= Items =
====

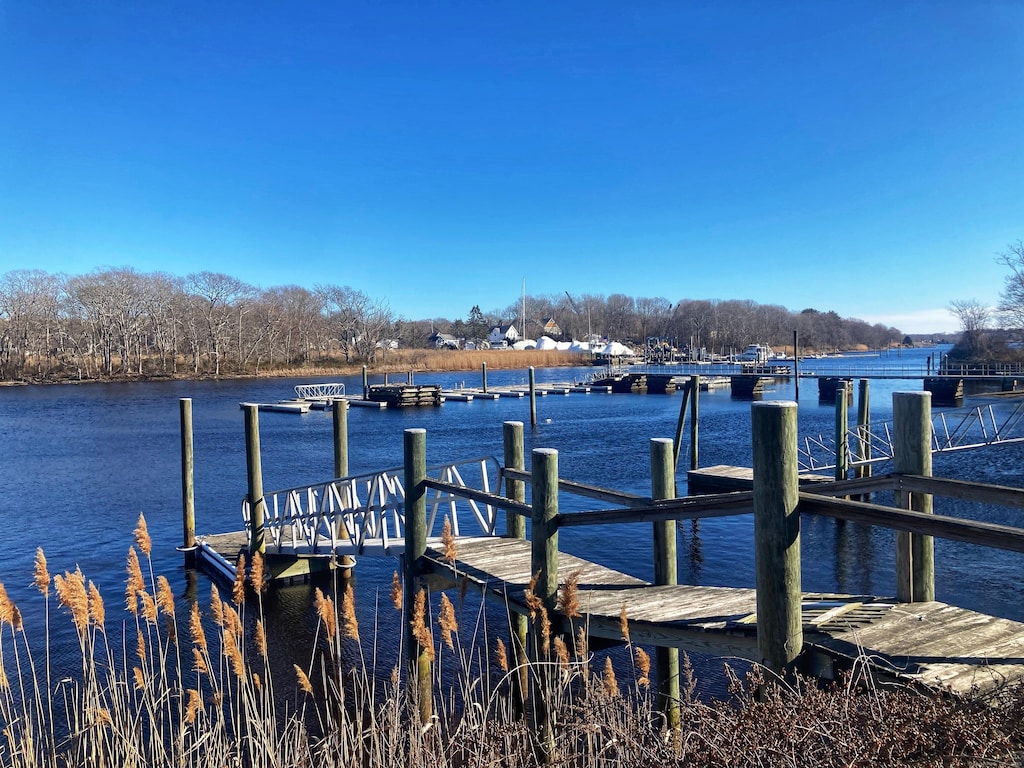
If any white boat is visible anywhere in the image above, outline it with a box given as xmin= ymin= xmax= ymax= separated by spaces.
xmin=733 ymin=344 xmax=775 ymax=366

====

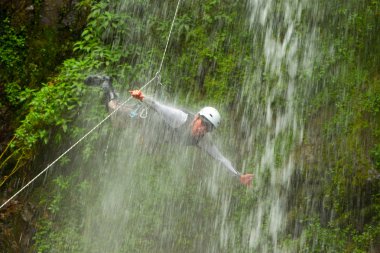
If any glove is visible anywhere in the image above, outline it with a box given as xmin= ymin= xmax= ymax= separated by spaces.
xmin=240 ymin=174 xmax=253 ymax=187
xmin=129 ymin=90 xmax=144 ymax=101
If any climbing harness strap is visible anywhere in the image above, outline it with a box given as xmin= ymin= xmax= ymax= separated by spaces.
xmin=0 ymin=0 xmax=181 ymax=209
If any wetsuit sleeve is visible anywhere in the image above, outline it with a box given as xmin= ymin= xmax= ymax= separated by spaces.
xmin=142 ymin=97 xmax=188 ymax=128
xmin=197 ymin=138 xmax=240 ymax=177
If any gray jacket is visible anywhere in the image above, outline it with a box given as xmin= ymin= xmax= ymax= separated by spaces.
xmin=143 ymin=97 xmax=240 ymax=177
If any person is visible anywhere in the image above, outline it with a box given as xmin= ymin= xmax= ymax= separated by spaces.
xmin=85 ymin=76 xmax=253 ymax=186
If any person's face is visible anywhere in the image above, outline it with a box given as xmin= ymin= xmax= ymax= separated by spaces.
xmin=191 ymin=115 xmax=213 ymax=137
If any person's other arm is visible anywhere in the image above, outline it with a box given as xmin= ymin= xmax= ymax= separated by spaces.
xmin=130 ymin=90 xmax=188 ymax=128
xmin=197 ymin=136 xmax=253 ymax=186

====

Scale the entries from the line containing "If any glove" through the line containing "xmin=143 ymin=97 xmax=240 ymax=177", both included. Reproduce every line in that span, requests included and unchanged, and multiply each box coordinate in the answers by 0.8, rounding to whole numbers with halves rounded up.

= Answer to this exercise =
If any glove is visible anywhere in the image above, outline it with a box given as xmin= ymin= xmax= ymax= separated by spaces.
xmin=192 ymin=139 xmax=202 ymax=150
xmin=103 ymin=72 xmax=115 ymax=81
If any climbing harness strap is visible anywhere in the image above, outline it with a box given as xmin= ymin= xmax= ymax= separated by spaces.
xmin=0 ymin=0 xmax=145 ymax=167
If any wetsuit sleeve is visible anywhere in the image above, outline it with a box given as xmin= ymin= xmax= ymax= separated by spaces.
xmin=114 ymin=78 xmax=150 ymax=102
xmin=158 ymin=110 xmax=192 ymax=142
If any gray jacket is visible anywhere in the image above, outline it with a box given as xmin= ymin= xmax= ymax= separated by spaces.
xmin=114 ymin=78 xmax=192 ymax=142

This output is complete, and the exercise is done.